### ESTRATTO
---

La poesia nel cassetto

La poesia nel cassetto, ovvero: ritrovamenti. E non era solo in un cassetto. Era nella tasca interna in quarta di copertina di un quaderno manoscritto, una sorta di diario, sepolto in un cassetto, e il cassetto era affollato di documenti, articoli di cancelleria, giochi da tavolo, utensili, fiori pressati, vecchie fotografie, vecchie cartoline, nastri di seta, dichiarazioni d’amore, penne stilografiche con macchie d’inchiostro blu, timbri, pastelli acquerellabili. Ed eccola qua. La poesia nel cassetto.

Scrivere con le labbra

“Ho composto una poesia”
in un sussurro annunci.
“Ti ascolto”, dico.
Ma taci, e t’imbarazzi.
“A dirla mi vergogno,

Te la scrivo.

---

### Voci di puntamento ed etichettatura
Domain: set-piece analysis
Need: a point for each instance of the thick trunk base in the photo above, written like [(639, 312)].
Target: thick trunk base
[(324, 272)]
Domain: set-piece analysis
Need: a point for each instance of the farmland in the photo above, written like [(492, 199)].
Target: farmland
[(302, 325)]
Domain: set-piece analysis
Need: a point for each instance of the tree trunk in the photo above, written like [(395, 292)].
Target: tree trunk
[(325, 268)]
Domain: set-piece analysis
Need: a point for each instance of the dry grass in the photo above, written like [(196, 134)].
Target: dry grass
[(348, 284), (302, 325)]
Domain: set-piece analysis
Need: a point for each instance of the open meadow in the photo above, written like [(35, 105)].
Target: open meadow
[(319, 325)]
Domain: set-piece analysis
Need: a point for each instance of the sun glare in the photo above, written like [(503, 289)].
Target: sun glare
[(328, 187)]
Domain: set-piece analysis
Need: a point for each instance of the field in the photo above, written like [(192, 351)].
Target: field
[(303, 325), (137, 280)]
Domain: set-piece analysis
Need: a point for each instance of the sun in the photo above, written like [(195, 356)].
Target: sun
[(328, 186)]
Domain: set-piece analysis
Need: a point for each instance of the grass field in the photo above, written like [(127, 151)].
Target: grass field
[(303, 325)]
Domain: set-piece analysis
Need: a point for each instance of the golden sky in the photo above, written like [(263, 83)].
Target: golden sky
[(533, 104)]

---

### CONSEGNA SCRITTA A
Indica se ciascuna delle seguenti affermazioni concorda con l'estratto, rispondendo sì o no e citando esattamente le parole decisive: (i) la poesia si trovava nella tasca interna di un quaderno manoscritto; (ii) nel cassetto c'era soltanto la poesia; (iii) nei versi, l'annuncio di aver composto una poesia viene fatto ad alta voce.
### CONSEGNA SCRITTA B
Ricopia fedelmente il passo dell'estratto compreso tra "La poesia nel cassetto, ovvero: ritrovamenti." e "un sussurro annunci.", estremi inclusi.

### RISPOSTA COMPLETA A
(i) Sì: «Era nella tasca interna in quarta di copertina di un quaderno manoscritto».
(ii) No: «il cassetto era affollato di documenti, articoli di cancelleria, giochi da tavolo».
(iii) No: «in un sussurro annunci».

### RISPOSTA COMPLETA B
La poesia nel cassetto, ovvero: ritrovamenti. E non era solo in un cassetto. Era nella tasca interna in quarta di copertina di un quaderno manoscritto, una sorta di diario, sepolto in un cassetto, e il cassetto era affollato di documenti, articoli di cancelleria, giochi da tavolo, utensili, fiori pressati, vecchie fotografie, vecchie cartoline, nastri di seta, dichiarazioni d’amore, penne stilografiche con macchie d’inchiostro blu, timbri, pastelli acquerellabili. Ed eccola qua. La poesia nel cassetto.

Scrivere con le labbra

“Ho composto una poesia”
in un sussurro annunci.